- Work request: Give back exactly the lines of the material below, starting with the line with "Target: silver camaro coupe" and going on through the line with "Spot the green tree".

Data extracts START

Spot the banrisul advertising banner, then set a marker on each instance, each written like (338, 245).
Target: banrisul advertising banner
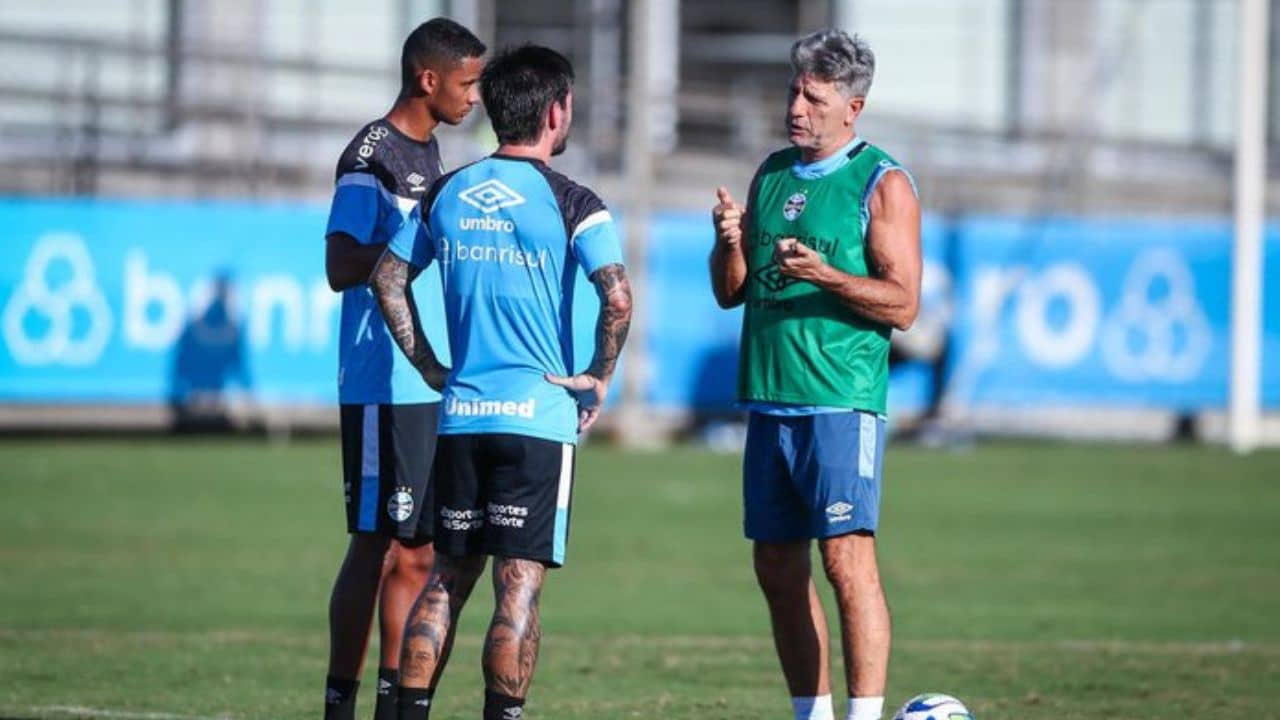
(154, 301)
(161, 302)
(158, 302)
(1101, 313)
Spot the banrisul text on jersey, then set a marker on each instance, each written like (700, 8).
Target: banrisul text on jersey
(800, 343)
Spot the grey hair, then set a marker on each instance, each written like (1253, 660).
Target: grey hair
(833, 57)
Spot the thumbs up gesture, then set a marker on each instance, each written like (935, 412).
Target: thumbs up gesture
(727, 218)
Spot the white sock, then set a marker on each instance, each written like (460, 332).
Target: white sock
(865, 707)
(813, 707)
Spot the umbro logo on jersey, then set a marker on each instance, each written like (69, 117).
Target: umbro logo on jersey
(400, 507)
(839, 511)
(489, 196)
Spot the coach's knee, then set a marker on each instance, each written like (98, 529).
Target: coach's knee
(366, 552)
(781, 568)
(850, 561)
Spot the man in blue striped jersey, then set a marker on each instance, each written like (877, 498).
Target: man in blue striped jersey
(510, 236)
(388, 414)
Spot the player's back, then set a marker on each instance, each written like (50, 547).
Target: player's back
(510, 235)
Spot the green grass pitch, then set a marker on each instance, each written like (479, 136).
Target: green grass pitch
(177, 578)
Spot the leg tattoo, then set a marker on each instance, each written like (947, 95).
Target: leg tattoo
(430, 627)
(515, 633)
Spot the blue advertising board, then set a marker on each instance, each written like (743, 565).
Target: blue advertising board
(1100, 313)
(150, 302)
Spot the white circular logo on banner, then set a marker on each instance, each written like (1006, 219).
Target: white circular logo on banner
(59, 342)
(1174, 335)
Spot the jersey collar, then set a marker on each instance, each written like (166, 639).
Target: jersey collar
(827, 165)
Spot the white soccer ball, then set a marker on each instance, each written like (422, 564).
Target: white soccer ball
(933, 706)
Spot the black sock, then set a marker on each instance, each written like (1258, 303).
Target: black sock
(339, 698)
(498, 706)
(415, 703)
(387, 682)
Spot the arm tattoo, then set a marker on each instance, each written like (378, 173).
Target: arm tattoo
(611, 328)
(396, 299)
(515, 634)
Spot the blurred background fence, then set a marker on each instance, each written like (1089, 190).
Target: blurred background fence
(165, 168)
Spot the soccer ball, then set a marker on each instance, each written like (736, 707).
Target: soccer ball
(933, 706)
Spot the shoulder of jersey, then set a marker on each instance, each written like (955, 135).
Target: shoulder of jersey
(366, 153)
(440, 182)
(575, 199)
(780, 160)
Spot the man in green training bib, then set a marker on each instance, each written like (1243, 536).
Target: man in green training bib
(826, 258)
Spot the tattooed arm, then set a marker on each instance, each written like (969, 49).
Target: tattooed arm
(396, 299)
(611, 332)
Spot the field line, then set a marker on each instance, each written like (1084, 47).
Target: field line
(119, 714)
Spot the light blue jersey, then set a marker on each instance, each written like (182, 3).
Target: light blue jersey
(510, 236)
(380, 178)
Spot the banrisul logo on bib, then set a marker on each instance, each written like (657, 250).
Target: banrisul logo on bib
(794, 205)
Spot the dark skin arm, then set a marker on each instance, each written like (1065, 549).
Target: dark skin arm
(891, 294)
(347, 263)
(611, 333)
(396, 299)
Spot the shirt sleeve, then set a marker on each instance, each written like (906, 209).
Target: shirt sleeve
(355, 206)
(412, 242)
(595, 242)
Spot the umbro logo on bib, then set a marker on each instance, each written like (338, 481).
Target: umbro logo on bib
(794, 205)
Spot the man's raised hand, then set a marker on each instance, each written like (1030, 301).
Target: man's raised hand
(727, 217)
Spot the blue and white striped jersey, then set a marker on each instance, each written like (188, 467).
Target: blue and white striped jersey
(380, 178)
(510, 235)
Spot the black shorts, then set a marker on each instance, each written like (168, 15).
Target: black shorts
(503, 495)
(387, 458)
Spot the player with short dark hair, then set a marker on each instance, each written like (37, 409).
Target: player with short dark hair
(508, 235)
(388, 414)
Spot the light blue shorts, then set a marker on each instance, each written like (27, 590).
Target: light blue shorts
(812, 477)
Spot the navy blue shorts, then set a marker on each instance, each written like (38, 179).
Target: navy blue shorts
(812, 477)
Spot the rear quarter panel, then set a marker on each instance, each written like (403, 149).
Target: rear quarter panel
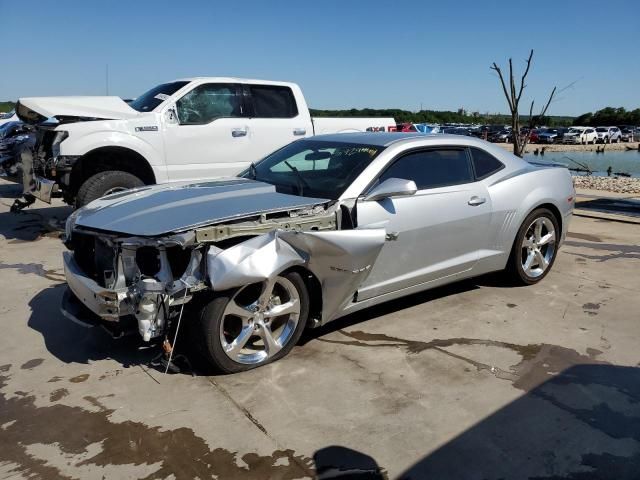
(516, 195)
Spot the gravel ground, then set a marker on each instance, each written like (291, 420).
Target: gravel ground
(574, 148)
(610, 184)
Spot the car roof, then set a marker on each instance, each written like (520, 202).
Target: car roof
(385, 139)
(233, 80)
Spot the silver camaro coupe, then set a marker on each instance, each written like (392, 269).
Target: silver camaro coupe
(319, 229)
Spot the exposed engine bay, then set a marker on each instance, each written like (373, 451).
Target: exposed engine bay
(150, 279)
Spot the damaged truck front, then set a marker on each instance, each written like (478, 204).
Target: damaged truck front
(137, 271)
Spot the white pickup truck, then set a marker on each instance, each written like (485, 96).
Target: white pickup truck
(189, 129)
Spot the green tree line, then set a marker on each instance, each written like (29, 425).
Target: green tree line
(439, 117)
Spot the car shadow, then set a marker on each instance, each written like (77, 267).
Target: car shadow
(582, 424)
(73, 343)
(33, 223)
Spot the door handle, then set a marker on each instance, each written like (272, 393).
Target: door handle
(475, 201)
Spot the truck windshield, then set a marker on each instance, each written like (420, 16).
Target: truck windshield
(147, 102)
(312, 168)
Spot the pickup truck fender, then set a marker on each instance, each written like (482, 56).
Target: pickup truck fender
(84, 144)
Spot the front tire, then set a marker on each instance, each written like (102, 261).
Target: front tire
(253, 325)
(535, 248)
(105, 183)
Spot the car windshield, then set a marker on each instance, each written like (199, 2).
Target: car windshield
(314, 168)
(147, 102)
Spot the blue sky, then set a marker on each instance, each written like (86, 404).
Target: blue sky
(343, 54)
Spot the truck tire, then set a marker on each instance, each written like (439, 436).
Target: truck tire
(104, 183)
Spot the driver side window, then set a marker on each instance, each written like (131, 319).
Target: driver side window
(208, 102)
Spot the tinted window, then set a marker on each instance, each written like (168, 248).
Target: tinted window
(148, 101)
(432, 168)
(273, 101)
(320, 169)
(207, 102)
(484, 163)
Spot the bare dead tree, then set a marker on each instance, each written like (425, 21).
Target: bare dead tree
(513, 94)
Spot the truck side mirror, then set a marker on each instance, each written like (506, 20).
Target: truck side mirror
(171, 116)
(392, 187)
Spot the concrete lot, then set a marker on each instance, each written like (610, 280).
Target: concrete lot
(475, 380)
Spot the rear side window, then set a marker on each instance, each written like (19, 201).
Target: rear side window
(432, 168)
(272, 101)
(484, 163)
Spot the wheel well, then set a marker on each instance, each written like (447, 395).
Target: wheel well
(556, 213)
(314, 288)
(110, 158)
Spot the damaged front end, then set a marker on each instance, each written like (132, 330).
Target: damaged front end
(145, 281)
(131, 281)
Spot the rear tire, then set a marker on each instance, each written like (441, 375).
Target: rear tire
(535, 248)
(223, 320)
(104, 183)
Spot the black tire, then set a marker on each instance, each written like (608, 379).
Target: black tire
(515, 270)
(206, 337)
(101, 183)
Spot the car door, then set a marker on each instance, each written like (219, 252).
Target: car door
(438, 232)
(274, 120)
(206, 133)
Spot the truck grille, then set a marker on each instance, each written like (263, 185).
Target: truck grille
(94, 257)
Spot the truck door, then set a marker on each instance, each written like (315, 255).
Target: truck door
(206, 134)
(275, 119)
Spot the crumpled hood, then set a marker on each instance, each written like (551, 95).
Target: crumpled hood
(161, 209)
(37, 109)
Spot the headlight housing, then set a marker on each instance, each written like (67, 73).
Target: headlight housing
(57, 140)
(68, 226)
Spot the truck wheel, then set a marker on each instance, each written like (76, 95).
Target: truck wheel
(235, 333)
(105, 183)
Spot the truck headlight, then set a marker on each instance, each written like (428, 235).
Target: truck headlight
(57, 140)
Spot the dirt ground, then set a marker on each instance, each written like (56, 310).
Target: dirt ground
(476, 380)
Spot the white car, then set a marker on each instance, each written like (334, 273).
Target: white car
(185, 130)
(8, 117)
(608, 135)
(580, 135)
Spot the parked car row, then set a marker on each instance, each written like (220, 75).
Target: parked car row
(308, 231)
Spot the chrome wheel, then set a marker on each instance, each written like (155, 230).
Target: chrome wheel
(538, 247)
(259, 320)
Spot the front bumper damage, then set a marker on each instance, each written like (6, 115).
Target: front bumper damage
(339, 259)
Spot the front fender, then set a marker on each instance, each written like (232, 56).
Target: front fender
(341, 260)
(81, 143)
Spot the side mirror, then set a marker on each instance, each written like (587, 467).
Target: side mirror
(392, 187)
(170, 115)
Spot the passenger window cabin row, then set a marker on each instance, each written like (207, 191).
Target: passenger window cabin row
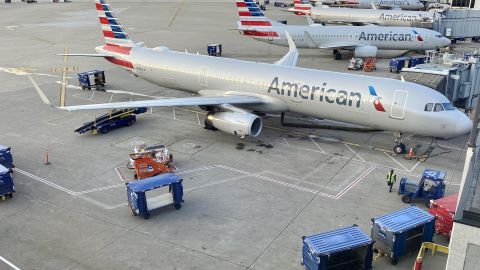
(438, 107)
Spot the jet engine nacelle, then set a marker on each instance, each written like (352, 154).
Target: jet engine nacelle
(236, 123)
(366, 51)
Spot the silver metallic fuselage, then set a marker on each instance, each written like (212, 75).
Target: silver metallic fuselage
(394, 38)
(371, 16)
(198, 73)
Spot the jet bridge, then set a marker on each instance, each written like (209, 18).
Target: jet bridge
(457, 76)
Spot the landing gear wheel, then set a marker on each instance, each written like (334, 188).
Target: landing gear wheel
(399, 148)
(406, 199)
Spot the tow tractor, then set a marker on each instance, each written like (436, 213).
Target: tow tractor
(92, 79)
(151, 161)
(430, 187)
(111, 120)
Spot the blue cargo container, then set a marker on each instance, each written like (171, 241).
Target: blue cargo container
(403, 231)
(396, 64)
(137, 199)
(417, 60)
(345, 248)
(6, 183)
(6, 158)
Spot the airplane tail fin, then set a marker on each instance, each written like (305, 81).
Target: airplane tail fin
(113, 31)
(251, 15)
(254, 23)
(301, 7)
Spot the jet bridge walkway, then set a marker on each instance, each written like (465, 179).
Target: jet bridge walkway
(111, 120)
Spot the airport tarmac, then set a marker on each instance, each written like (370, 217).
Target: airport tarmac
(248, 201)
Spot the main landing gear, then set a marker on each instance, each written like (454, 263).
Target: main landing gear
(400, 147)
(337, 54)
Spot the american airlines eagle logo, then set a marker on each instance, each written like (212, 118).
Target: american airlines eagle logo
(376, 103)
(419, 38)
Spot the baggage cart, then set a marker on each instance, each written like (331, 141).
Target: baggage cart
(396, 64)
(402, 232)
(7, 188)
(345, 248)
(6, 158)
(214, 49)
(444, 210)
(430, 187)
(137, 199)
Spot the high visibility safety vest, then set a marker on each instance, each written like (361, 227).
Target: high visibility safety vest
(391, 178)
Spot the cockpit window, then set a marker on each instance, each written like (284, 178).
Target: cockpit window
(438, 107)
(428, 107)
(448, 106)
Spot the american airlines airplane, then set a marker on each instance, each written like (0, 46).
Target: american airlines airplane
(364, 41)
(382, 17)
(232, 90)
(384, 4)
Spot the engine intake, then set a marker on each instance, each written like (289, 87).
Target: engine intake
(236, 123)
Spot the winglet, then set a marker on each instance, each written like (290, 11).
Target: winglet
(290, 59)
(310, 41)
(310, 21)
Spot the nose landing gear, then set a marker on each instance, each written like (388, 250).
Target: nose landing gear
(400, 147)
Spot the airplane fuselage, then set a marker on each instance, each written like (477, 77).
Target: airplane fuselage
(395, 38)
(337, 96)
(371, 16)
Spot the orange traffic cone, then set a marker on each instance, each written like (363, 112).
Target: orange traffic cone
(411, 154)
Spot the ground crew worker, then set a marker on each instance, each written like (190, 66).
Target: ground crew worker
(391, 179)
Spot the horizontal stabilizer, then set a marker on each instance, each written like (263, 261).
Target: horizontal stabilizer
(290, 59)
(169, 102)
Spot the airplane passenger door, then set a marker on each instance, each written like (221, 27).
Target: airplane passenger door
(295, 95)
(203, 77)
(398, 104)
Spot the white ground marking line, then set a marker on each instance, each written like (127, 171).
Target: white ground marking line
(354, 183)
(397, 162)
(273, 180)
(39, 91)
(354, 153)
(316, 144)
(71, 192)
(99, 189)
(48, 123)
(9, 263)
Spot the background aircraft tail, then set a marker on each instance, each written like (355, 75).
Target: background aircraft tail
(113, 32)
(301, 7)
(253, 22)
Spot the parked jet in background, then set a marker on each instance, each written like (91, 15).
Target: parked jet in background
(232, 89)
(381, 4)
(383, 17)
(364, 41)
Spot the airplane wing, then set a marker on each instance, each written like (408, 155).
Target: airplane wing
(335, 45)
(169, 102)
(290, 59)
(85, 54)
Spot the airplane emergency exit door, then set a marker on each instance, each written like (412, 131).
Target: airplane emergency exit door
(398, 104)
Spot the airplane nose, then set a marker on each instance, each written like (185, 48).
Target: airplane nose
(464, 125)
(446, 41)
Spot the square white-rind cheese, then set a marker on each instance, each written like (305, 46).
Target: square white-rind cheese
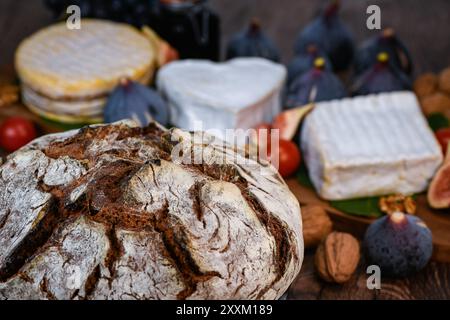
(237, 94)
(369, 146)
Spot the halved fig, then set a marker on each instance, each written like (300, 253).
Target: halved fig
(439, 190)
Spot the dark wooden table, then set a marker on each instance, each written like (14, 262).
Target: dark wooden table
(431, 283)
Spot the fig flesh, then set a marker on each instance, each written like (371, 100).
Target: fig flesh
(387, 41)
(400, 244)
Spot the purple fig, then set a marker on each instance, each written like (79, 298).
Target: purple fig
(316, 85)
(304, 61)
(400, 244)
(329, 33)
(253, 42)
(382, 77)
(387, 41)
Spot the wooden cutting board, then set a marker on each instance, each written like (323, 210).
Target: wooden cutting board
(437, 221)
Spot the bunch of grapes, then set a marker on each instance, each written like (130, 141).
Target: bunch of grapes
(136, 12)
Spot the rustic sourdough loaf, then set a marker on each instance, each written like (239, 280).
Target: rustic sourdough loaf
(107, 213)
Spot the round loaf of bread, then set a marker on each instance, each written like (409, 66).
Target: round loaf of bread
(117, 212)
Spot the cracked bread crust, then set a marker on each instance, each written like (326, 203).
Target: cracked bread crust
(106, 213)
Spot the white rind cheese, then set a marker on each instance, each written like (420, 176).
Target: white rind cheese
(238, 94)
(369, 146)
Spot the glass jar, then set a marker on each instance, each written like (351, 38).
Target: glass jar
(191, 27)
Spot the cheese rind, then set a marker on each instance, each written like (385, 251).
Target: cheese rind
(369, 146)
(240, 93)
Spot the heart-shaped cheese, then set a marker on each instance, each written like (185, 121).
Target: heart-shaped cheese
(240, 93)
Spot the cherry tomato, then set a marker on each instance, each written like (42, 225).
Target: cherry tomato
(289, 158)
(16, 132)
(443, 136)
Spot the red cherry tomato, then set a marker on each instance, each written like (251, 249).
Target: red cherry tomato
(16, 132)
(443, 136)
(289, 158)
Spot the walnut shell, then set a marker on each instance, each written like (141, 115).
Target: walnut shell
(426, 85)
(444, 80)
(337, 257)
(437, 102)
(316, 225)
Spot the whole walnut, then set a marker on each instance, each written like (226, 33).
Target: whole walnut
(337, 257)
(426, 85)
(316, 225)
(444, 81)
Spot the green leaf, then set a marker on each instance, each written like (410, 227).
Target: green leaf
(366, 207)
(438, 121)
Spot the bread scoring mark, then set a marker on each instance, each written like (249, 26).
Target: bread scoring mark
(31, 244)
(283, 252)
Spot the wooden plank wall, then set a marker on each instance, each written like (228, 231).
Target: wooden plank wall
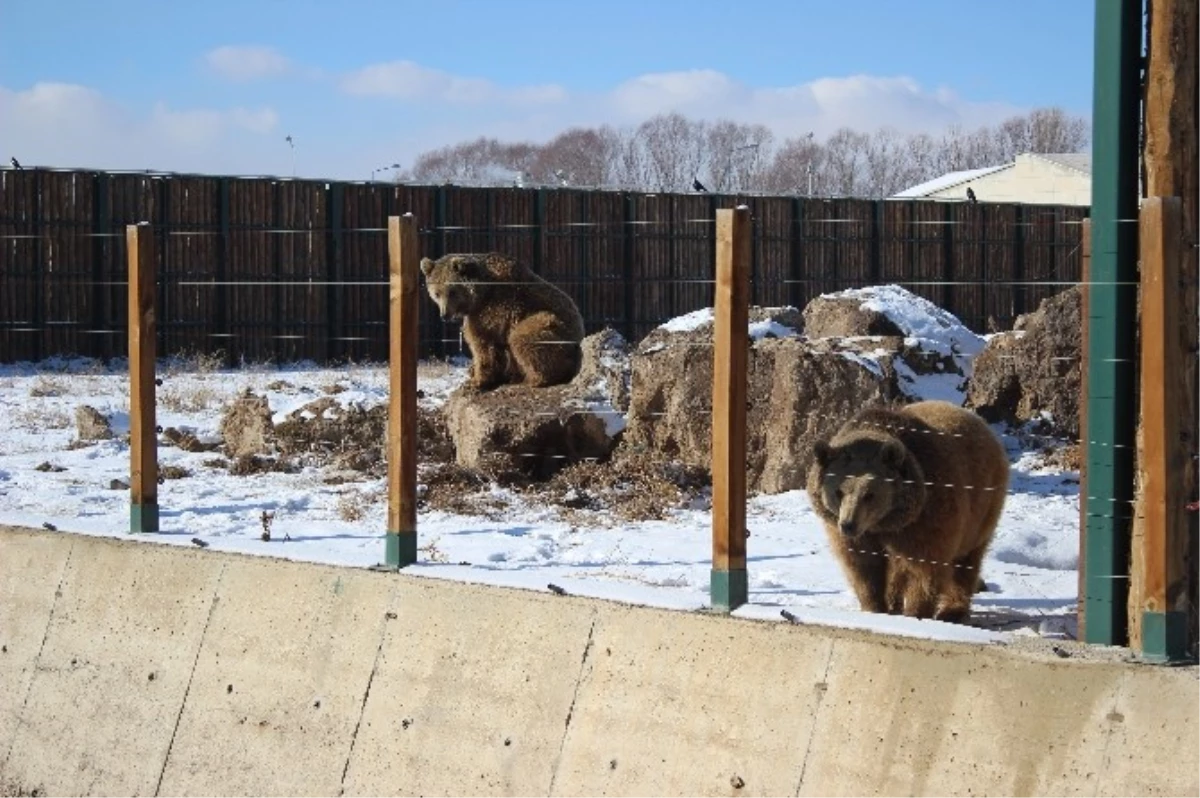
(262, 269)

Data extracts END

- Answer box:
Target: silver camaro coupe
(319, 229)
Spot the exposed engine bay, then set a marker on each instance, each written like (373, 451).
Target: exposed engine bay
(150, 279)
Spot the damaged truck front, then set a marker on each instance, each written like (478, 204).
Target: damaged truck front
(137, 271)
Spot the white pickup truck, then set a marker on each instance, each written like (485, 96).
Target: white pickup truck
(189, 129)
Spot the green tree line, then set a marker on each instance, each written like (29, 425).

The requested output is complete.